‘Carrie’ (2013) movie review: tepid remake of the 1976 film with Chloë Grace Moretz

NOW STREAMING ON:

Note: beware some general spoilers in the below review. I’m assuming most readers have read the Stephen King novel and/or seen the classic 1976 film.

There’s one sequence any Carrie adaptation/remake needs to nail: the violent prom night climax, when that intense dread that the rest of the story has slowly been building finally reaches its breaking point. Brian De Palma unforgettably handled this sequence (in split-screen) in the 1976 movie, resulting in one of the most iconic moments in horror film history.

When this 2013 version of Carrie – which really earns that remake label by lifting so much straight from the original film – turns into a loud action movie during the climax, you know something has gone horribly wrong.

That’s too bad, because the first two-thirds of this movie work pretty well. Director Kimberly Peirce – no stranger to teenage outcast themes, she previously made Boys Don’t Cry – has a good feel for this story and setting, and uses our knowledge of this material to build that palpable sense of dread: we search for some small glimmer of hope, some indication that things might not turn out so bad, but we know exactly where this is going…

And that’s a place that’s more relevant now than it ever was. As stories of high school bullying, teenage suicide, and school shootings fill the news, there’s a fascinating dynamic to watching bullied Carrie White explode in a fiery rage, indiscriminately murdering her tormentors along with everyone else in her path. It may not be justice, or even revenge-movie fantasy, but it’s something we can understand, and almost sympathize with.

At least, in the 1976 film. In this remake, everything is simplified, characters painted as black-and-white good or evil, and Carrie ultimately does become another revenge movie: the prom massacre is boiled down to action movie window dressing as Carrie specifically targets those who have wronged her. It’s all flash and fury as the thematic substance get muddled and trampled upon.
****
▶ [WHAT TO WORK ON]
**1)** According to the Carrie review, why does the 2013 remake end up becoming "another revenge movie"? Answer in one to three sentences.
**2)** Translate this sentence from the Carrie review into Spanish: "That’s too bad, because the first two-thirds of this movie work pretty well."
**3)** What film had Kimberly Peirce made before directing the version of Carrie discussed in the Carrie review?

▶ [DATA LINES]
****
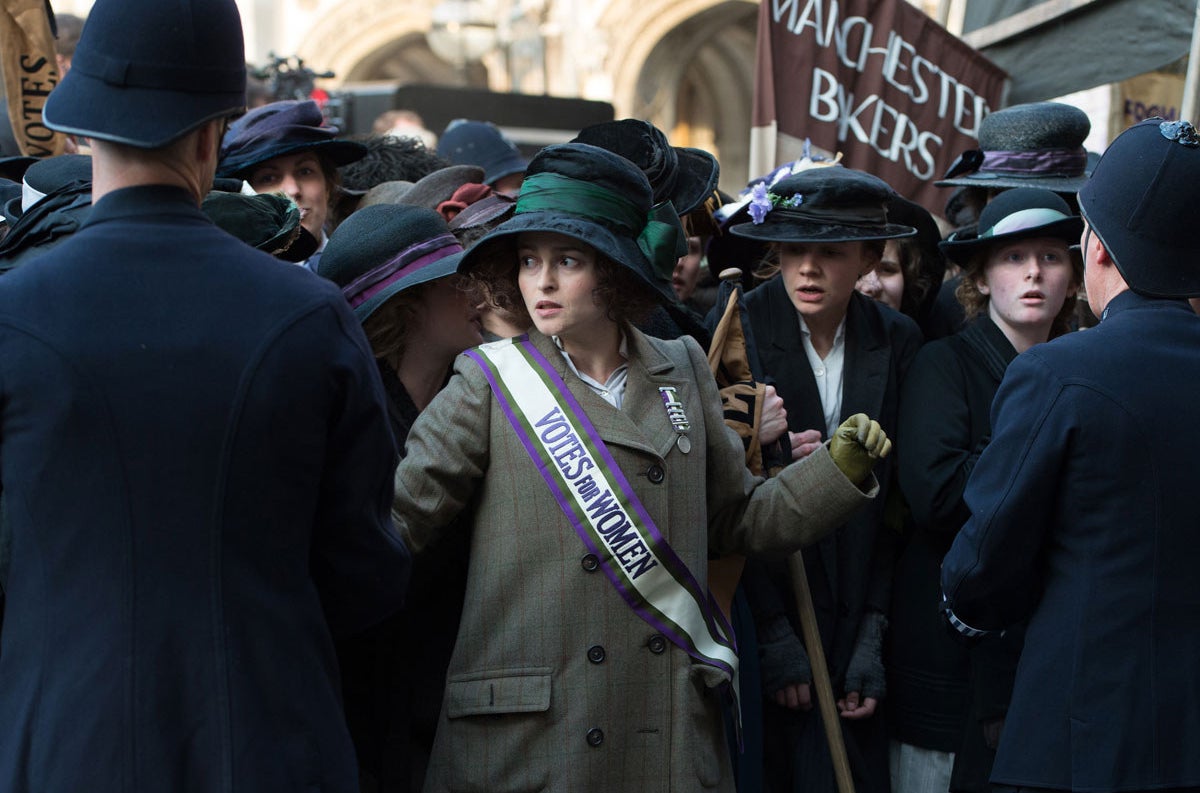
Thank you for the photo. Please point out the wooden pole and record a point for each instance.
(828, 707)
****
▶ [ANSWERS TO THE EXERCISES]
**1)** The remake simplifies everything and paints characters as clearly good or evil. Its prom massacre becomes action-movie window dressing in which Carrie specifically targets the people who wronged her, rather than killing indiscriminately.

**2)** Es una lástima, porque los primeros dos tercios de esta película funcionan bastante bien.

**3)** Boys Don’t Cry.